*EXERCISE INSTRUCTIONS*:
1. According to the beef braise text, what is the name of the store owned by the local butcher?
2. Rewrite the beef braise text between "Tomato-based Beef Braise" and "a decent meal.", inclusive, changing "green" to "leafy".
3. State whether each statement agrees with the beef braise text, answering yes or no and quoting the deciding words: (a) The ingredient list calls for four carrots. (b) Red wine was used in this case. (c) The celery and carrots are pulsed in a food processor.

I love slow, low heat cooking probably more than anything.

Tomato Beef braise, Fennel/Tomato salad, Cauliflower dinner

Tomato-based Beef Braise
It sometimes drives Lisl nuts when I create a two-color-palette meal, but I clearly have a tendency in that direction, as evidenced by the above photo. Today I got away with not having anything green on the plate! Granted that time for both of us was limited, but still there was enough to put together a decent meal.

This meal came about because the local butcher, the owner of an excellent store called Crisfields, sold me on a cut of what he called “super chuck” (once he starts pitching me on something, I usually fold like a house of cards). The steak was a 1.5 inch think cut of chuck, shaped not unlike a typical brisket cut, but with much more marbling.

Tomato Beef Braise
2 lb flat cut of chuck steak
1 yellow onion
4 carrots
3 celery stalks
2 tins of italian peeled tomatoes (14 oz)
Olive oil
Salt and pepper
Fresh oregano
Bay leaf

Heat a few tablespoons of olive oil in a dutch oven on the stove top on medium-high heat. Salt and pepper both sides of the beef and once the pot is hot, sear on both sides for a minute or two either side. Remove and set aside.

Chop up a yellow onion and 3 or 4 garlic cloves and saute in olive oil over low heat for a few minutes until onions start to turn translucent. Take 3 celery stalks and 4 peeled carrots, and put them in a food processor and pulse until very finely chopped (I wanted the flavor but not extra chunkiness, hence this step). Add to the pot and saute for a few more minutes. Add two tins of Italian skinless tomatoes and about half a cup of wine (in this case I used white but red would do). I think I added about two teaspoons of salt, a bunch of ground pepper, bay leaf (or two) and a nice handful of fresh oregano. Once this is all simmering for a bit, break up the tomatoes with your spatula and nestle the beef in the sauce. Spoon some sauce over top to make sure there is moisture on all sides of the beef.

[Image region labeling entries]

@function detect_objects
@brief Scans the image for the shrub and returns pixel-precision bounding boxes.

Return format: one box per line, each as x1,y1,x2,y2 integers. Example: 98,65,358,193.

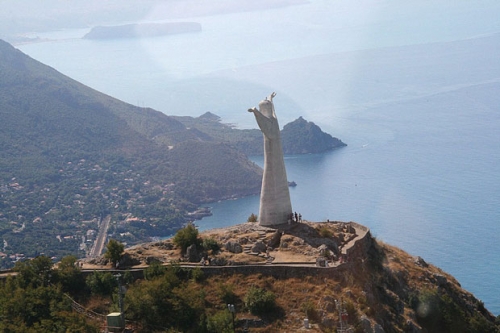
245,287,276,315
191,267,205,282
319,226,333,238
173,223,200,253
144,261,167,280
218,283,236,304
104,239,125,267
302,300,320,322
247,213,258,222
207,309,233,333
85,271,118,296
202,237,220,254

*ANSWERS IN ORDER*:
1. Crisfields

2.
Tomato-based Beef Braise
It sometimes drives Lisl nuts when I create a two-color-palette meal, but I clearly have a tendency in that direction, as evidenced by the above photo. Today I got away with not having anything leafy on the plate! Granted that time for both of us was limited, but still there was enough to put together a decent meal.

3.
(a) Yes: "4 carrots"
(b) No: "in this case I used white but red would do"
(c) Yes: "put them in a food processor and pulse until very finely chopped"